** OPDRACHT **
Schrijf het vervolg van de tekst over Khaled Said en de digitale revolutie in Egypte. Begin direct na de laatste zin.

** OEFENTEKST **
'''
Digitale revolutie-in-een-revolutie
Vandaag is het precies een jaar geleden dat Khaled Said door de Egyptische politie in Alexandrië werd doodgeslagen, waarschijnlijk omdat hij een video bezat waarin te zien was hoe agenten inbeslaggenomen drugs onderling verdeelden. Met een mobieltje genomen foto’s van Khaleds kapotgeslagen lichaam werden via Facebookgroepen verspreid en voedden de groeiende verontwaardiging voorafgaand aan de demonstraties op het Tahrirplein in Cairo. Khaled die met zijn filmpje de corruptie van het oude regime aan de kaak had willen stellen, werd postuum zelf symbool van de revolutie waarin een jonge generatie voorgoed afrekende met de oude garde dankzij het internet en andere communicatiemiddelen.
Zo ging het toch, nietwaar?
'''
** GEGEVENS **
'''
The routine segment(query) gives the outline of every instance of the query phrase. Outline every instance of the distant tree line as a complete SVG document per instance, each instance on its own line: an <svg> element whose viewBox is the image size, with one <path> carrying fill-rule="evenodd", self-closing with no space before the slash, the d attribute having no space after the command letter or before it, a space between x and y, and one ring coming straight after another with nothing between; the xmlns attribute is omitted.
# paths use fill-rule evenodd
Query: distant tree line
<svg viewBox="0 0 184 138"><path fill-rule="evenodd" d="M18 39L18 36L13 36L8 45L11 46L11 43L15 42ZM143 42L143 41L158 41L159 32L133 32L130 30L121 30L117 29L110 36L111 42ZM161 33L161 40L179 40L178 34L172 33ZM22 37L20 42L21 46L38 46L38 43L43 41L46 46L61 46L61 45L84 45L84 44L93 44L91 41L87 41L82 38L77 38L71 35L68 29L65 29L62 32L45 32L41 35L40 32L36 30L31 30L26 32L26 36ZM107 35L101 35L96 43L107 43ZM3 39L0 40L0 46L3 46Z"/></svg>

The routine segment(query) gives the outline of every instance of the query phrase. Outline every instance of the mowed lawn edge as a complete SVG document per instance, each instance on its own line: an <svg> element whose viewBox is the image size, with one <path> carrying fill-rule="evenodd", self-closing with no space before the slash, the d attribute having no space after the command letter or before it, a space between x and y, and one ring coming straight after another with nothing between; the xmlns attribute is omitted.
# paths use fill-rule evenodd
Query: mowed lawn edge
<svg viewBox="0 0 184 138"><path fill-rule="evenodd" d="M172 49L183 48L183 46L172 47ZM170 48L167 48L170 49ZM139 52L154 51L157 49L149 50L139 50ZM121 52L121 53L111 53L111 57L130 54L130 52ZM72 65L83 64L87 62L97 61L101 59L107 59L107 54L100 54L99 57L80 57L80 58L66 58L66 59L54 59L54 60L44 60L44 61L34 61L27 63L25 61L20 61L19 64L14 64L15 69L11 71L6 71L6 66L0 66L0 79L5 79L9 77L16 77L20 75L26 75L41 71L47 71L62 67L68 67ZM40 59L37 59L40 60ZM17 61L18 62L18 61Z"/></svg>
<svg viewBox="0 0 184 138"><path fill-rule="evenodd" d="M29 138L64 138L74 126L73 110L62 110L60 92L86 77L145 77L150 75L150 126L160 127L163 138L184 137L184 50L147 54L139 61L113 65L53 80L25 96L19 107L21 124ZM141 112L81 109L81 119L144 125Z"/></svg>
'''
** ANTWOORD **
Niet als je het aan Mark Zuckerberg zelf vraagt. Hij relativeerde vorige week de mate waarin zijn website verantwoordelijk gesteld kan worden voor de gebeurtenissen in Egypte:
It would be extremely arrogant for any technology company to claim any meaningful role. I think Facebook was neither necessary nor sufficient for any of those things to happen”.
Hij leek het enigszins beschaamd te zeggen maar opvallend is wel dat Zuckerberg zijn uitspraak deed op de G8, waar hij samen met een aantal andere CEO’s van social-mediabedrijven was uitgenodigd van gedachten te wisselen met Sarkozy (hij wel trouwens, wij niet). Hetgeen natuurlijk juist onderstreepte dat regeringen (oud en nieuw) nog altijd met argusogen naar nieuwe media kijken.